- [DATA ROWS]
** Start **
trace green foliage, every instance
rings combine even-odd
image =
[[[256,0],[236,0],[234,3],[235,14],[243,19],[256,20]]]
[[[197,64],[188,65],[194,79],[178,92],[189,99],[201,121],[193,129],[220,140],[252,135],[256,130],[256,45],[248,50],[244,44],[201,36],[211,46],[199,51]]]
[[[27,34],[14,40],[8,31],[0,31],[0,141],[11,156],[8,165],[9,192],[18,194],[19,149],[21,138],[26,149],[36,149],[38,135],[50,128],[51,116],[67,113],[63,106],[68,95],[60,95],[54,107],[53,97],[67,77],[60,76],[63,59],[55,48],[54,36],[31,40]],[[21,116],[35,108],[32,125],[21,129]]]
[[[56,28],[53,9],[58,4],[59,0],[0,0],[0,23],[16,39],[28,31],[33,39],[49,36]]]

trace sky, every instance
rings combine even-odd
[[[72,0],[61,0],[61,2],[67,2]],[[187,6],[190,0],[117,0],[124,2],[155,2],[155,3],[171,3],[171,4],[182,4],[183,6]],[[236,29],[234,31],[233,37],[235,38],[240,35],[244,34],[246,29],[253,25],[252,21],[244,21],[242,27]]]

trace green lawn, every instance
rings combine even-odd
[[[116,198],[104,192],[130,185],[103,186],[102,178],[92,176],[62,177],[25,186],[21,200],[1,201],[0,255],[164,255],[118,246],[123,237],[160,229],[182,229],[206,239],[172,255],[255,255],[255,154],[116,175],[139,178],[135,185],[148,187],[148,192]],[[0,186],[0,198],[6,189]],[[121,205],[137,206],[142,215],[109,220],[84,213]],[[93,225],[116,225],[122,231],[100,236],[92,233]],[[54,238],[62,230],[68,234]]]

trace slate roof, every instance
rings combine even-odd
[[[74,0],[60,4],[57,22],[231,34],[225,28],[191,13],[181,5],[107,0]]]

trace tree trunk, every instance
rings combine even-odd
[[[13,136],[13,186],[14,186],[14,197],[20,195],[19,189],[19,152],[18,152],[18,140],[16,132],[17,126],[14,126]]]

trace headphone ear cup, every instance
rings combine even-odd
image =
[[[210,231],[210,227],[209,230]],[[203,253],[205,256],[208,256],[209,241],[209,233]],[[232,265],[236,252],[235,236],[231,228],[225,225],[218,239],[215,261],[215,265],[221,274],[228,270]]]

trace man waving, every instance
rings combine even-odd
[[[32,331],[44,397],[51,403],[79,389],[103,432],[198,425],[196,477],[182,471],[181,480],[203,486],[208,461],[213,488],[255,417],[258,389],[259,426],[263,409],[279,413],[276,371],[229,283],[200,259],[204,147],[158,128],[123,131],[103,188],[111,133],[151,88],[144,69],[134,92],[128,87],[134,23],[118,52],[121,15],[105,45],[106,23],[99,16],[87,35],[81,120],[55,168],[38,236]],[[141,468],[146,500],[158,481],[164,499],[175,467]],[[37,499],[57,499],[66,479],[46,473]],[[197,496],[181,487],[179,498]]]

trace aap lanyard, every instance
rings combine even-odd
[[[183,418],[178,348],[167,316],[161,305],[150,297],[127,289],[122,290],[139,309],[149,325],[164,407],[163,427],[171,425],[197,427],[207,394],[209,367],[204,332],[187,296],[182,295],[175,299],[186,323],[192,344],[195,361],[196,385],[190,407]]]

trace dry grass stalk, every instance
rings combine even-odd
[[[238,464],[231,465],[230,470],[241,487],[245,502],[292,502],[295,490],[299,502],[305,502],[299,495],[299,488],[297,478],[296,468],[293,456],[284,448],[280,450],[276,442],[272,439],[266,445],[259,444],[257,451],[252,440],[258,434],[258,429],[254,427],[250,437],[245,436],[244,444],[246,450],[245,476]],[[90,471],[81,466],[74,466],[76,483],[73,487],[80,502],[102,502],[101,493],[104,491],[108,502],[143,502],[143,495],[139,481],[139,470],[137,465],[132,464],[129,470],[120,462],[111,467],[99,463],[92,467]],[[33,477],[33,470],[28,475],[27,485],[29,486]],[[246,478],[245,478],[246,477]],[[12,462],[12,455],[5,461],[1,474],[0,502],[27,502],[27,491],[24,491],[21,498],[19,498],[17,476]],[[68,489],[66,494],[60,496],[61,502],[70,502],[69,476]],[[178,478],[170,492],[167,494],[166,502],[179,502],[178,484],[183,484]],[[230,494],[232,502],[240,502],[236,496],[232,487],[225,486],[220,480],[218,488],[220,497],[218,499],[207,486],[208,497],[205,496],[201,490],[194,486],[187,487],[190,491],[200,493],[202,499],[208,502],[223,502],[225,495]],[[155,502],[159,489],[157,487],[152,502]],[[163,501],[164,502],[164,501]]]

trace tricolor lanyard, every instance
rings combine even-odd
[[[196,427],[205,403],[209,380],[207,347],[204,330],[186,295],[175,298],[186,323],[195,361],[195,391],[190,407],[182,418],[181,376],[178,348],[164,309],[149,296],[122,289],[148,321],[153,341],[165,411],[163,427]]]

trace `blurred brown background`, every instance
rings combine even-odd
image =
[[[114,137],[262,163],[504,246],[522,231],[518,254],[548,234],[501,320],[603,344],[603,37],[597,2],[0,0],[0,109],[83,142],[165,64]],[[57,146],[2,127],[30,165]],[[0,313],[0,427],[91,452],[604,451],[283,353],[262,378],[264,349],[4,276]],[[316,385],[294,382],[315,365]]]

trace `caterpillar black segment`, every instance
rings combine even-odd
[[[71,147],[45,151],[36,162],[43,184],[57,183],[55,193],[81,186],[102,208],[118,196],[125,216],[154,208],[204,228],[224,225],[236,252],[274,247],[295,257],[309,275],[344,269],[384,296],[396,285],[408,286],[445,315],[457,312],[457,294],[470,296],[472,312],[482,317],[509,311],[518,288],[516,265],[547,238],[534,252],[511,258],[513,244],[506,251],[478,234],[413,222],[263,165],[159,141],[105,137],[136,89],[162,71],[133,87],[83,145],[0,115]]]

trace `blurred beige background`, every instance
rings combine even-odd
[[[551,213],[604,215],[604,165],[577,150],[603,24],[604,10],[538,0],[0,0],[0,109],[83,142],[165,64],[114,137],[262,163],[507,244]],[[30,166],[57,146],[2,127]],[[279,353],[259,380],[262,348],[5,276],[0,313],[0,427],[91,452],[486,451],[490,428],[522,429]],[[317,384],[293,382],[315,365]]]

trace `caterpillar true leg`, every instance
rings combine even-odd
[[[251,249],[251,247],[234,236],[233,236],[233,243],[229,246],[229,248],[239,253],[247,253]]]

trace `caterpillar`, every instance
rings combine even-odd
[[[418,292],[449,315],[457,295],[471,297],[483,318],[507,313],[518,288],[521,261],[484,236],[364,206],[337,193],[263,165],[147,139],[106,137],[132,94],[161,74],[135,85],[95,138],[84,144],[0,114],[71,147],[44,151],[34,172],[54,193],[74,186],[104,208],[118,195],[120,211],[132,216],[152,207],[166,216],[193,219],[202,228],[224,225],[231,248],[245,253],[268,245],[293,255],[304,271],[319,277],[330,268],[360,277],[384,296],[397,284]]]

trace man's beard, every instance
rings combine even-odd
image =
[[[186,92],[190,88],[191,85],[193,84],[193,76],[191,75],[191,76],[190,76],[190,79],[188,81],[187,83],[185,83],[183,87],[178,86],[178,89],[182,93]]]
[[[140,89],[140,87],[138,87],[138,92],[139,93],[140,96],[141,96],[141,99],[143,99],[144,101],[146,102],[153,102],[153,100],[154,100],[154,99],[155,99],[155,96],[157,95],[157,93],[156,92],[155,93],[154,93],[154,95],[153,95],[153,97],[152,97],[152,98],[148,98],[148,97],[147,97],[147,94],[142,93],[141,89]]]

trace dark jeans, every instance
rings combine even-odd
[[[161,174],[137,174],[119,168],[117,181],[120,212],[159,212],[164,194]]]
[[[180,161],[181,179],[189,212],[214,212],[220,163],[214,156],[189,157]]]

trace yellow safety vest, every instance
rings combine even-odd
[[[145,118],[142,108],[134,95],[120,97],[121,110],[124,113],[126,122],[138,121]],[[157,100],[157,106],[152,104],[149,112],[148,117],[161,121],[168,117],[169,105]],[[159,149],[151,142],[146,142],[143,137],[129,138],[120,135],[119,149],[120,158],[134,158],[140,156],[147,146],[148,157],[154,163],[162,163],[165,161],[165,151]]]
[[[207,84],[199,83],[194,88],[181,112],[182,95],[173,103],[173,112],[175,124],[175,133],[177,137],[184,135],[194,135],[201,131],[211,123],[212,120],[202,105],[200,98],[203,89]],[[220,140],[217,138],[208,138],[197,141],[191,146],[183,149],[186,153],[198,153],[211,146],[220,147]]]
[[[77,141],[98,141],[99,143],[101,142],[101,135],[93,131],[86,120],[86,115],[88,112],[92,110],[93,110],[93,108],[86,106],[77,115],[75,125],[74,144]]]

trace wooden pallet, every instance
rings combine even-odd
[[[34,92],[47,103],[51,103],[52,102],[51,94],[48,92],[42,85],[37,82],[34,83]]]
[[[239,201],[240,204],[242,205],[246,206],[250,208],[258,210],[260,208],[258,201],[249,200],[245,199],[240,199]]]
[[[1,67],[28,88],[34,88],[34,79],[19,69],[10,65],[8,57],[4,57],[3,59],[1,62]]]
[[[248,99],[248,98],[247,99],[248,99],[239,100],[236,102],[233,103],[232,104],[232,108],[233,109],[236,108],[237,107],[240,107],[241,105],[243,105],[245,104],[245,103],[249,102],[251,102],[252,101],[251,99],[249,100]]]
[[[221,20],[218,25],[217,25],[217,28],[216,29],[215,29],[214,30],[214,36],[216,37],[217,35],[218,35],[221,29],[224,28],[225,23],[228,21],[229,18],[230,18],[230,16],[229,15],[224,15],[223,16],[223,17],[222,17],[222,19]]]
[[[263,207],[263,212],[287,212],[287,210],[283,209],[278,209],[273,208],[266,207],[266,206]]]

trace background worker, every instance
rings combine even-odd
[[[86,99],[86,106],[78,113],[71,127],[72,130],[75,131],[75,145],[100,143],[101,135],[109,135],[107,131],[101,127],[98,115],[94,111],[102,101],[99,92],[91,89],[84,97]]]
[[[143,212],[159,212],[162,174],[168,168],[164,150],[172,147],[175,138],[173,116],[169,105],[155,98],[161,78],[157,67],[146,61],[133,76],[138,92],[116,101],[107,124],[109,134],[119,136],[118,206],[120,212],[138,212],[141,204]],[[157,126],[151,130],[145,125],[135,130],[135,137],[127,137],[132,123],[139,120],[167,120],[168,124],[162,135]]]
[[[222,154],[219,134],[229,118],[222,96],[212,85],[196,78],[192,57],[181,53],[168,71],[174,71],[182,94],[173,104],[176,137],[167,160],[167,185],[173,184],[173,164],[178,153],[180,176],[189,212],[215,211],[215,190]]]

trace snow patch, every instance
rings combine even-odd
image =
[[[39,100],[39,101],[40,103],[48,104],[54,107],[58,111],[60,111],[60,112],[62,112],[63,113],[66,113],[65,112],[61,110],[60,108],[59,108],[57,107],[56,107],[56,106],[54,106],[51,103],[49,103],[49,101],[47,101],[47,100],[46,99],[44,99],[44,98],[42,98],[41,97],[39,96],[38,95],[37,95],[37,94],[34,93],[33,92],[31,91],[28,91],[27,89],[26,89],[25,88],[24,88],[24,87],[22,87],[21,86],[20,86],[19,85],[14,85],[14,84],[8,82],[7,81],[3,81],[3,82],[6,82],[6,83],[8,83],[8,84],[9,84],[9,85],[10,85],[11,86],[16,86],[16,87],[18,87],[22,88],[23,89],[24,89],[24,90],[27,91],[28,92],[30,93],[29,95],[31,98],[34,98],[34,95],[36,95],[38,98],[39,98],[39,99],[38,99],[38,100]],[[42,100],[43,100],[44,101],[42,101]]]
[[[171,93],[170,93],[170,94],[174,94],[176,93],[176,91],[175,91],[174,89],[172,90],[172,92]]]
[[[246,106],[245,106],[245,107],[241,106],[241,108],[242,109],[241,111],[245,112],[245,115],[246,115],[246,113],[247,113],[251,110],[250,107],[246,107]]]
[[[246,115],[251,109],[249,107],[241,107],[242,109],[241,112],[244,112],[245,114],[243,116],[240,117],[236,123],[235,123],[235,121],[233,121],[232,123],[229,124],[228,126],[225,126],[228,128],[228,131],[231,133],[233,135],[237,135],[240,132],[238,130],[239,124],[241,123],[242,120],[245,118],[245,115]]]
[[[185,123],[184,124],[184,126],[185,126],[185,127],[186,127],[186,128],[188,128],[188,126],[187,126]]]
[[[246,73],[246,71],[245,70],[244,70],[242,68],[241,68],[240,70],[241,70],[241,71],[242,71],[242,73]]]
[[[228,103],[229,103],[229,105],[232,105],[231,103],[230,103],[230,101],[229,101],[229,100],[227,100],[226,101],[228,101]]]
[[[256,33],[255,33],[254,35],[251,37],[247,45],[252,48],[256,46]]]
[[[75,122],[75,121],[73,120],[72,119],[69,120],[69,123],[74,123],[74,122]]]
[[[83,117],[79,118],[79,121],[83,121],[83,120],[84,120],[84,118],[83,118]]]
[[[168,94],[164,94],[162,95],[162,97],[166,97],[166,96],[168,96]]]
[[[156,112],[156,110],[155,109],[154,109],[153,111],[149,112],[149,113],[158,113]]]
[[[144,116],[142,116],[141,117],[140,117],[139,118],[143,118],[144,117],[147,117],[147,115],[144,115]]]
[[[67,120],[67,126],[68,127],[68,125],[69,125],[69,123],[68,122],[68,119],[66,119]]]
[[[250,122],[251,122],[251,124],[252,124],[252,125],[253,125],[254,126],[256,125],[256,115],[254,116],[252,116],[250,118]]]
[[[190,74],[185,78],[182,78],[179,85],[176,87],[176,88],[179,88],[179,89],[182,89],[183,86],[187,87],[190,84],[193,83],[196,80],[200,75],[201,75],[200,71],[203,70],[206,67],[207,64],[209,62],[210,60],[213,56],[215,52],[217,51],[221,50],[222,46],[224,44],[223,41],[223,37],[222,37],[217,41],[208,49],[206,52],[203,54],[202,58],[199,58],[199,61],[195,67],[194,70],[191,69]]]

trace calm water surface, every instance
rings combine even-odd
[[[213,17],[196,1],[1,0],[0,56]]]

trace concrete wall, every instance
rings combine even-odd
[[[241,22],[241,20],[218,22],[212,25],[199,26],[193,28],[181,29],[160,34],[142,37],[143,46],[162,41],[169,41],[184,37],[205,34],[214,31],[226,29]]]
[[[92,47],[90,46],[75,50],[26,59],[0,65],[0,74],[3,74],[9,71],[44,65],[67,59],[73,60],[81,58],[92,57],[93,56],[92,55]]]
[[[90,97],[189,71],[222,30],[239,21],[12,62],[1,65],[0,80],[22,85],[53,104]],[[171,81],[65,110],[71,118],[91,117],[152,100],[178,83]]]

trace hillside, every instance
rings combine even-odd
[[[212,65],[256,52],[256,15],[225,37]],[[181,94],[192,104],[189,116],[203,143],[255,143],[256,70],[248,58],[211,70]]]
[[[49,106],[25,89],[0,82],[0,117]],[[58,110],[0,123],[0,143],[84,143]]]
** End **
- [THE TASK] Reproduce exactly the lines from the one containing "trace calm water surface, every instance" through the last line of the records above, including both, and nothing else.

- [ANSWER IN FULL]
trace calm water surface, every instance
rings combine even-odd
[[[213,17],[196,1],[1,0],[0,56]]]

trace concrete wall, every instance
rings combine even-odd
[[[241,22],[241,20],[218,22],[212,25],[199,26],[193,28],[181,29],[160,34],[142,37],[143,46],[162,41],[169,41],[184,37],[205,34],[214,31],[226,29]]]
[[[92,47],[90,46],[75,50],[26,59],[0,65],[0,74],[3,74],[9,71],[44,65],[67,59],[73,60],[81,58],[92,57],[93,56],[92,55]]]
[[[90,97],[189,71],[222,30],[239,21],[12,62],[1,65],[0,80],[22,85],[53,104]],[[171,81],[65,110],[71,118],[91,117],[152,100],[178,83]]]

trace hillside, every instance
rings combine even-odd
[[[212,65],[256,52],[256,15],[225,37]],[[181,94],[192,104],[189,116],[203,143],[255,143],[256,70],[248,58],[211,70]]]
[[[49,106],[25,89],[0,82],[0,117]],[[58,110],[0,123],[0,143],[84,143]]]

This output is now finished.